--- begin ---

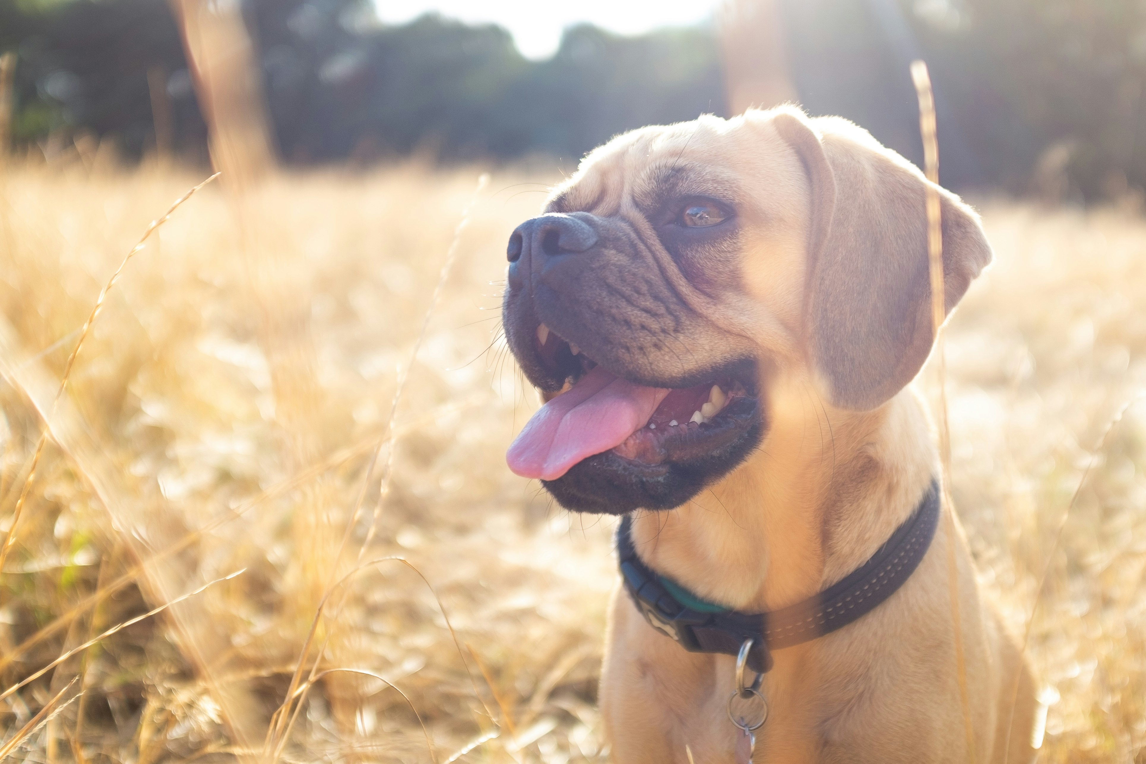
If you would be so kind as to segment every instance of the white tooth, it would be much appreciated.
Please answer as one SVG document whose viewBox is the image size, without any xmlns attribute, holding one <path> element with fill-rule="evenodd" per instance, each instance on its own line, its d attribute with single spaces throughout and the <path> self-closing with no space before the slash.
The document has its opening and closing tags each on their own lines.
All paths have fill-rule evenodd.
<svg viewBox="0 0 1146 764">
<path fill-rule="evenodd" d="M 717 410 L 723 409 L 724 403 L 728 401 L 728 395 L 720 388 L 720 385 L 713 385 L 712 391 L 708 392 L 708 401 L 715 403 Z"/>
</svg>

--- end ---

▶ [Task]
Express the entries above as a JSON list of strings with one string per line, skipping blank lines and leaving out the pictures.

▶ [Complete response]
[
  "If you would be so kind as to segment every instance of the white tooth, it would be much appreciated.",
  "Please answer as one SVG document whose viewBox is the image size, without any xmlns attribute, holding one <path> element with fill-rule=\"evenodd\" per instance, each instance on its own line, its d attribute with single spaces throughout and the <path> self-closing with no space before the slash.",
  "The document has its opening and closing tags each on their own lines.",
  "All paths have fill-rule evenodd.",
  "<svg viewBox=\"0 0 1146 764\">",
  "<path fill-rule=\"evenodd\" d=\"M 717 410 L 723 409 L 724 403 L 728 401 L 728 395 L 720 388 L 720 385 L 713 385 L 712 391 L 708 392 L 708 401 L 715 403 Z\"/>",
  "</svg>"
]